------ Data to process

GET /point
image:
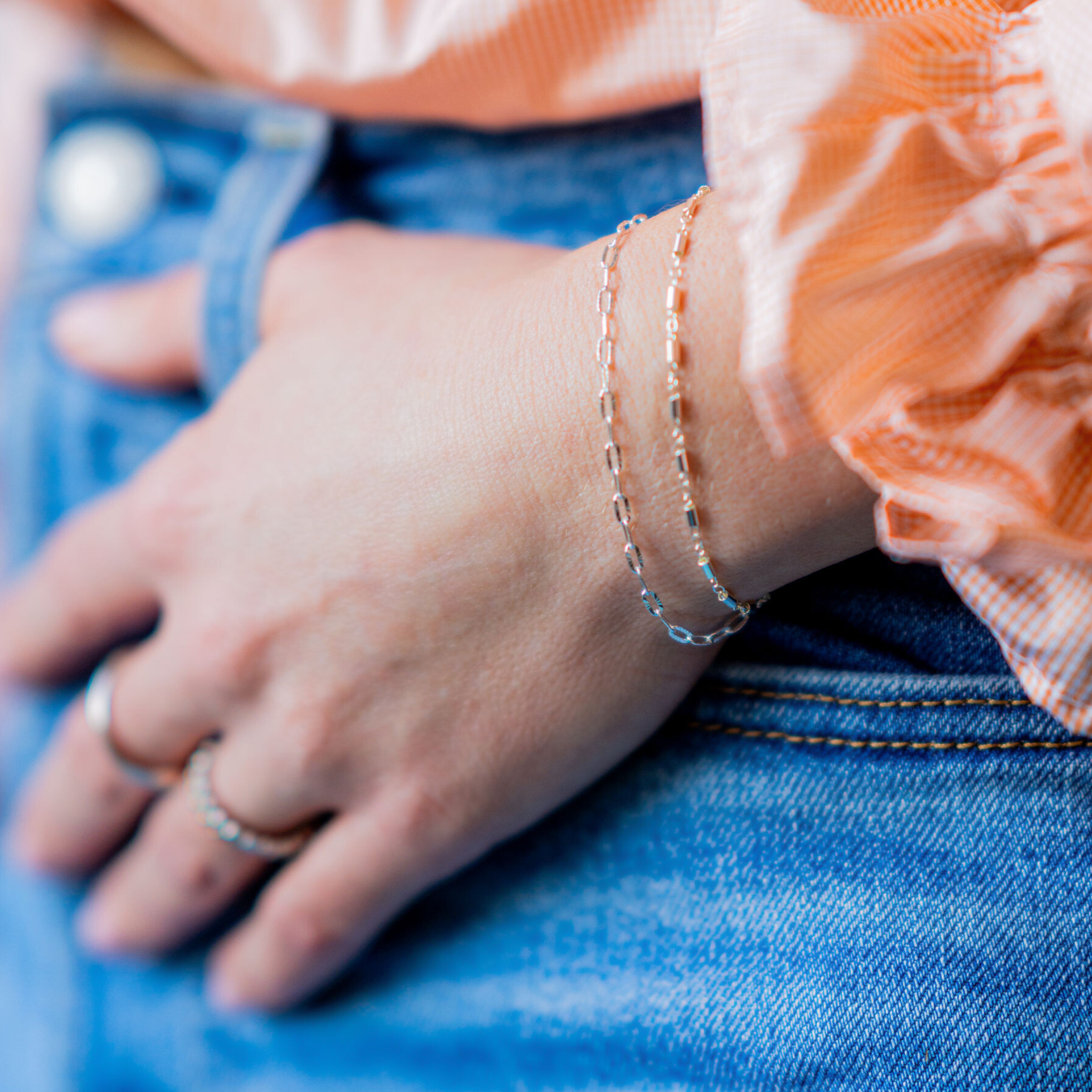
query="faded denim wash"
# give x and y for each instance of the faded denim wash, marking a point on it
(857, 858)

------------
------ Data to process

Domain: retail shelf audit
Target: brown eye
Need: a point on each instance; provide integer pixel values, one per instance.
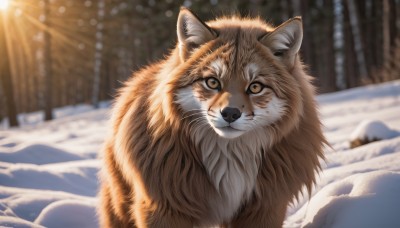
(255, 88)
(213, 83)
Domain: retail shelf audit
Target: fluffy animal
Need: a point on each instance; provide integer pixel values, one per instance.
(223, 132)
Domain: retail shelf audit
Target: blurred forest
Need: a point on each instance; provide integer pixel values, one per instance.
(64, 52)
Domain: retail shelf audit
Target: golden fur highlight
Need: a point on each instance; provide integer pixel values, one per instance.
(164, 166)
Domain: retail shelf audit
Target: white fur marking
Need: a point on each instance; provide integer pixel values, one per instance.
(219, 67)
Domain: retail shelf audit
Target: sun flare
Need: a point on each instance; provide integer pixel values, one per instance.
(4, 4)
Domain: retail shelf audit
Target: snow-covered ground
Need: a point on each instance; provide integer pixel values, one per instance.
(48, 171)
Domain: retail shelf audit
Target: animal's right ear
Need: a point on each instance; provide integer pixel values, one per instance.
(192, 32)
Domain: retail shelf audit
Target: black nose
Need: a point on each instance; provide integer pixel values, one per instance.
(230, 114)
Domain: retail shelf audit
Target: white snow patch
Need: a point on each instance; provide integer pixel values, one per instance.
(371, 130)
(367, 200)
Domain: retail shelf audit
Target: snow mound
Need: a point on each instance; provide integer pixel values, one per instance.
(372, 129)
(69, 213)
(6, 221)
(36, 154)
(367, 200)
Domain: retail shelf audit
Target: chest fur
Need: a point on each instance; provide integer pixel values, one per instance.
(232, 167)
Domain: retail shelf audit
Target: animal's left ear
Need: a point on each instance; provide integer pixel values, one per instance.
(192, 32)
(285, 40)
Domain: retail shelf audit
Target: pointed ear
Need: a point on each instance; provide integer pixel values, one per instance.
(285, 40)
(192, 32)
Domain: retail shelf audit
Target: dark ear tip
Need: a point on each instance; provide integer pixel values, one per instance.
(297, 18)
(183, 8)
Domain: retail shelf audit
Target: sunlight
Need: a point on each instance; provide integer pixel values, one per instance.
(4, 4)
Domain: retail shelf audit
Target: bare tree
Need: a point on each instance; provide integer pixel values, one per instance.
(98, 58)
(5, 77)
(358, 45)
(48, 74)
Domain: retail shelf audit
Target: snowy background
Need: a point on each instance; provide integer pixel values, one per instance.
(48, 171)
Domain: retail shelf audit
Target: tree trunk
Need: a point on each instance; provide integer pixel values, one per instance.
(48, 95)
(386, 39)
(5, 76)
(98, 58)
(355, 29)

------------
------ Data to process

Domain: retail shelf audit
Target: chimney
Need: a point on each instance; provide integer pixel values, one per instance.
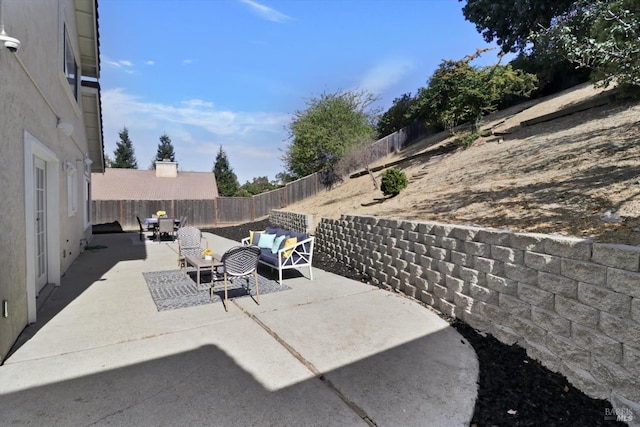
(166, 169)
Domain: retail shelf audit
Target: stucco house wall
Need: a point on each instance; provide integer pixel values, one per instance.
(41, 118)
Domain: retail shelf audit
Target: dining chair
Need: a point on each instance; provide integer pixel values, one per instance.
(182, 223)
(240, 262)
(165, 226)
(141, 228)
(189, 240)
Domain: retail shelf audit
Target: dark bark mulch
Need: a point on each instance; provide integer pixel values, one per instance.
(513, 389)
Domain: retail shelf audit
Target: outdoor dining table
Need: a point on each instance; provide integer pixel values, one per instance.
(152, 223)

------------

Find every line in the records above that holds the word "animal", and copy each one.

» **Result**:
Target: fluffy animal
Target: animal's right ear
Target: animal's left ear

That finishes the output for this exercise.